It would be impossible to exaggerate the level of excitement (and, ultimately, hype) at the confab those 25 years ago. CD-ROMs have since disappeared, along with CD-Interactive, one of the most disastrous new media launches in the history of technology. (I know this personally, for I was once the managing editor of CD-I News, of which there was none. You could look it up.) What remains are DVDs and a little thing they call the World Wide Web.

Papyrus -- and writing in a post-papyrus world -- came to mind as I posted some fiction on the Discussion Board of my Facebook novel "CHILDREN OF THE O'KELLS." Papyrus, the ancient Egyptian scroll and the pre-cursor to paper, is the ultimate in linear writing: you start at the top of the scroll and you finish at the bottom. Traditional print updated that idea: you start at the first page, flip to the second, and keep flipping until you come to the end. But it's the same deal: start at the top and go to the bottom: linear, like I said: narrative in a straight line.

Within that narrative, however, the author can go anywhere in time, follow any character or sub-plot, jump from voice to voice. The most extreme example I've seen is Ken Kesey's "Sometimes A Great Notion," where narrators change even within a sentence.

Even so, we are all still writing by papyrus, top to bottom, start to finish. That's the novel as we now know it today.

What does any of this have to do with Facebook? Think of the Facebook wall as a kind of upside-down papyrus scrolling upward: to get the story, you can start at the bottom (page one) and read to the top (last page). In writing a novel on Facebook, the story jumps from the papyrus -- an upside-down scroll on the Facebook wall -- to the Discussion Board, where I have posted source documents -- oral histories, transcripts, and the like.

Characters on the home page can leave the upside-down papyrus to comment on what's being created away from the Facebook wall. The content you can put on the Discussion Boards, however, is a literally papyrus scrolling ever downward. Even though the Discussions take you away from the more linear form on the Facebook Wall, they still leave one (me) fundamentally trying to connect a series of linear worlds: in this case, the upside down wall with the rightside up Discussion Boards.

**Set task 1:**
Echo the records word for word, starting from the line containing "TARGET = woman in black bikini" and going down through the final line of the records.
The text and the records that come after it are unrelated material.

**Supplied information:**
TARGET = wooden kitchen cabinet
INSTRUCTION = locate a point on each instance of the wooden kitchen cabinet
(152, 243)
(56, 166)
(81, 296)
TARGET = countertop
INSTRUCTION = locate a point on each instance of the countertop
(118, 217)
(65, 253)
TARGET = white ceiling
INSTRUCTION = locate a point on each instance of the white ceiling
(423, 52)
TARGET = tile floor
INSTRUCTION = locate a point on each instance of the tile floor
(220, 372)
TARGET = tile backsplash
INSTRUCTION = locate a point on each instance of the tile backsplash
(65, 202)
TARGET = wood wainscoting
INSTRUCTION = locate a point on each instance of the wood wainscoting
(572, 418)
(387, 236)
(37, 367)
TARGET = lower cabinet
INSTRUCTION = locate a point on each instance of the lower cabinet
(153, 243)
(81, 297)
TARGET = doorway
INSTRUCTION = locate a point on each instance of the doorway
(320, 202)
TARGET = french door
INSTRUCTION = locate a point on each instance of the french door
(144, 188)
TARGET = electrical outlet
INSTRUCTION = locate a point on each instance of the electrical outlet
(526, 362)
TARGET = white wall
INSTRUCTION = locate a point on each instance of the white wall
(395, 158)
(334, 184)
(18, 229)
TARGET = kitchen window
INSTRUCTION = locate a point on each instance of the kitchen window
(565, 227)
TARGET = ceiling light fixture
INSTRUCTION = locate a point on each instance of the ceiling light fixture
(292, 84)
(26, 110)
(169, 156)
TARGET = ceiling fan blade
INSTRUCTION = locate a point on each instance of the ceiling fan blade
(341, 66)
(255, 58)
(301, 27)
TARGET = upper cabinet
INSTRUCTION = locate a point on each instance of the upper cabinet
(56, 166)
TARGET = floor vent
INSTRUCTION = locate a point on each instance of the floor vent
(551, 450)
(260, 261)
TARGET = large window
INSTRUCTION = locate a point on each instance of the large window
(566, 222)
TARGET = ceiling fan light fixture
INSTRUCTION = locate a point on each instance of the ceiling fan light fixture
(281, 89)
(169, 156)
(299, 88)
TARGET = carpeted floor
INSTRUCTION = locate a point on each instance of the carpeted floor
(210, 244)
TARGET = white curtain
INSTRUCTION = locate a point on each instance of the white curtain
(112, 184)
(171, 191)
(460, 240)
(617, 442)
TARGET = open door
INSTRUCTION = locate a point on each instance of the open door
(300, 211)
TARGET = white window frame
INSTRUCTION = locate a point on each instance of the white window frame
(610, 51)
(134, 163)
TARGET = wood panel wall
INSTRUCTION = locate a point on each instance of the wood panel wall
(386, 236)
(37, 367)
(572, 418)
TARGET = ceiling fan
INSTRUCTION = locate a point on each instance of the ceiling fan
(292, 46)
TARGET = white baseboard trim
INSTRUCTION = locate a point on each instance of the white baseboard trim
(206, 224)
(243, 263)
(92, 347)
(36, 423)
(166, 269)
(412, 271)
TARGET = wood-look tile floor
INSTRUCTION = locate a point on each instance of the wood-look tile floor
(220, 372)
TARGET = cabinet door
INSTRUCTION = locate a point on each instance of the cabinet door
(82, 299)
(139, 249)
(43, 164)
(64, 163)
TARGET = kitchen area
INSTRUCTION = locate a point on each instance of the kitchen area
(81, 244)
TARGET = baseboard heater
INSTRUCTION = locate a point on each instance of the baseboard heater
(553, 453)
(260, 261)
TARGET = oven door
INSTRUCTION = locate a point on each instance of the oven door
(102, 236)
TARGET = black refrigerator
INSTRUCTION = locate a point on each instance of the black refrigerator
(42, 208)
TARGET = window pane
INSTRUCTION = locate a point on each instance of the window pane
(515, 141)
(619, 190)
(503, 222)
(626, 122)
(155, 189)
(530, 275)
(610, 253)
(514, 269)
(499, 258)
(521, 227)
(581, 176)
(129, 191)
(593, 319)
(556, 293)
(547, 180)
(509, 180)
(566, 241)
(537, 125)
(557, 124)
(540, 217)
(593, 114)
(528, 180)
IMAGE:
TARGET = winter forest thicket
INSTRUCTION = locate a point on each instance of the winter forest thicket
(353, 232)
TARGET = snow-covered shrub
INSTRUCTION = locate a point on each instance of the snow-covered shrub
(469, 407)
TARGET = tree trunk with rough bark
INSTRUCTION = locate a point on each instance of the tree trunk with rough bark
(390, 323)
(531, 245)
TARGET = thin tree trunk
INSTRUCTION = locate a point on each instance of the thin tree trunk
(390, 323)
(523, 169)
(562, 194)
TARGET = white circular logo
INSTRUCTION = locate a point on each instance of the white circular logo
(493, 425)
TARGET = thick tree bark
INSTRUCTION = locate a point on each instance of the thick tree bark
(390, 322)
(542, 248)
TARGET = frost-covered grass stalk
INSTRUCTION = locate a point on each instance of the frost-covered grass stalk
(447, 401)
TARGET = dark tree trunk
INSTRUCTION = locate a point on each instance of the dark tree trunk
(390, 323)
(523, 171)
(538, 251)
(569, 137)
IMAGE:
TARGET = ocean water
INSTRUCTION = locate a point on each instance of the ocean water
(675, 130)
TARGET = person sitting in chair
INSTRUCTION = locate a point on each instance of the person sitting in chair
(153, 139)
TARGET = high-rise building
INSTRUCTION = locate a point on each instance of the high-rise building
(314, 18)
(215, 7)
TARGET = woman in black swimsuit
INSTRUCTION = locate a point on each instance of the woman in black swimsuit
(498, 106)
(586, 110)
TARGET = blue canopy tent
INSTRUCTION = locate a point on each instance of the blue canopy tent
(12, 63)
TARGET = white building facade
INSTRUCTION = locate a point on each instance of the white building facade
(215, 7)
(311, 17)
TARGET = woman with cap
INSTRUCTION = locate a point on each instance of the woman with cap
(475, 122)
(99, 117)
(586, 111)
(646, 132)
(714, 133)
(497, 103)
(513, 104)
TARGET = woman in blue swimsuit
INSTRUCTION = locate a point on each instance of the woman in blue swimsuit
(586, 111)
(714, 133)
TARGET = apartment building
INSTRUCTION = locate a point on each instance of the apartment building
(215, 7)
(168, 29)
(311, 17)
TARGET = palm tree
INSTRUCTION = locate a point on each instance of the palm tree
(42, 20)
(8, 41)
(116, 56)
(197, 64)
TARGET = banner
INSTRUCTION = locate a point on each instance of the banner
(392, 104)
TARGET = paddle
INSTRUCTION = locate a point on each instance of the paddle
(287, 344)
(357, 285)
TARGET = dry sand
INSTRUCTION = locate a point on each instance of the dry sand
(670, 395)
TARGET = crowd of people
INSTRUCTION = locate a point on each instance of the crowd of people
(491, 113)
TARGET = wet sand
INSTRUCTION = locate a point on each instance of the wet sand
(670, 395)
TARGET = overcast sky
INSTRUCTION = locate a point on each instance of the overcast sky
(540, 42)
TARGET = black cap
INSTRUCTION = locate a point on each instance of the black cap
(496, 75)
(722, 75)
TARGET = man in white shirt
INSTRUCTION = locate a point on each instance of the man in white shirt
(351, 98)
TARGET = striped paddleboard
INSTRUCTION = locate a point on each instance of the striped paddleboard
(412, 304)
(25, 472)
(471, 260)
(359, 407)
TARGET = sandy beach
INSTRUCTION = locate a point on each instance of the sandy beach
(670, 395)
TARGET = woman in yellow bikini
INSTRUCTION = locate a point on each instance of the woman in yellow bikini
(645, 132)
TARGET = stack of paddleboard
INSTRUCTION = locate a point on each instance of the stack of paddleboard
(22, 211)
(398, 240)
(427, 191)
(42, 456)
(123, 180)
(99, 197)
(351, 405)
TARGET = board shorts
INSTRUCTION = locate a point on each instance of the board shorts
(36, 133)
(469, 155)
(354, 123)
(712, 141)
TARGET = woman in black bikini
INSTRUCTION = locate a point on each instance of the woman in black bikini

**Set task 2:**
In the piece about writing a novel on Facebook, what is the title of the author's Facebook novel?

**Worked solution 1:**
TARGET = woman in black bikini
INSTRUCTION = locate a point on each instance of the woman in black bikini

**Worked solution 2:**
"CHILDREN OF THE O'KELLS"